▶ _Your task_
Add 54 to every bounding-box coordinate in the stretch from the line containing "3. Where in the image above is the diagonal" through the end of the data. Write out that whole stretch again, keeping all other lines unchanged.

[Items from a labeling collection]

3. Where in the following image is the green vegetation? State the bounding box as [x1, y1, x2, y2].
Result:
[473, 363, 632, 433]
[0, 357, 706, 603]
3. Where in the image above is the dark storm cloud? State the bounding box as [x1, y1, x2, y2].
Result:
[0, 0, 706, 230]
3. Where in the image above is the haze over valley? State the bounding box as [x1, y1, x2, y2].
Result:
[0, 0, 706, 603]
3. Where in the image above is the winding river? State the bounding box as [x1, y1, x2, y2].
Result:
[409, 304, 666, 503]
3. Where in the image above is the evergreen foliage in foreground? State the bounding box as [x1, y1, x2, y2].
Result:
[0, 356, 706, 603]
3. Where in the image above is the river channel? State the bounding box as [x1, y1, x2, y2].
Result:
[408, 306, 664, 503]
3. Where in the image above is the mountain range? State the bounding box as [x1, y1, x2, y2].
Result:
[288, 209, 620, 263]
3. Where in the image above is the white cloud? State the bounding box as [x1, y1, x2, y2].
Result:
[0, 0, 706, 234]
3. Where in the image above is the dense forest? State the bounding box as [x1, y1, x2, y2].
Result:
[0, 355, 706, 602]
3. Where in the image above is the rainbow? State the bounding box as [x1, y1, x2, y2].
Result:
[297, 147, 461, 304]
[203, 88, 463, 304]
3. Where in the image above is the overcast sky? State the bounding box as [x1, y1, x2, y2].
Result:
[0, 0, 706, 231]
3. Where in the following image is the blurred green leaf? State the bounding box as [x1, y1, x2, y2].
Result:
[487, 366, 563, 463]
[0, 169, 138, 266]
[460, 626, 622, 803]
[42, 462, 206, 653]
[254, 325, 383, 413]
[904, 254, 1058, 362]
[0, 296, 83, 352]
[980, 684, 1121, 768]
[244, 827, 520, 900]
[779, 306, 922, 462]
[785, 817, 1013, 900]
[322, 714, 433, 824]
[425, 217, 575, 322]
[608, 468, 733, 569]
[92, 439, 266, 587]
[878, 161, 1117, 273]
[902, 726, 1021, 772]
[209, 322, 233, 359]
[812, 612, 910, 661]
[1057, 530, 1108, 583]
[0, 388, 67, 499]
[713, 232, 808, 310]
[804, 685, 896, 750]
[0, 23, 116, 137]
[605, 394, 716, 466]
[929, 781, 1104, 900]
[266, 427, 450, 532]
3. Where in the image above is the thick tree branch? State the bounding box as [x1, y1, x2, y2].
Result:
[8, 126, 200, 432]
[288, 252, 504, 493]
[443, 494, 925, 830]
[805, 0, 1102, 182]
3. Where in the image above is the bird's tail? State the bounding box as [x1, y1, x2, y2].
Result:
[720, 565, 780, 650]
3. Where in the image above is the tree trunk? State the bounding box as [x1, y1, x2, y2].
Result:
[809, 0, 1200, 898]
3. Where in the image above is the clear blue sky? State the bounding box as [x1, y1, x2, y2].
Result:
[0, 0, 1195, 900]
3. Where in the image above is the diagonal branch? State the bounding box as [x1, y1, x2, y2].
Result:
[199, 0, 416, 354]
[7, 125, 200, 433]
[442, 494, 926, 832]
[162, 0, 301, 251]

▶ _Solution to this problem_
3. Where in the image above is the diagonal branch? State the bounding box as [x1, y1, x2, y2].
Result:
[253, 54, 470, 408]
[61, 179, 254, 487]
[496, 548, 980, 886]
[216, 54, 355, 305]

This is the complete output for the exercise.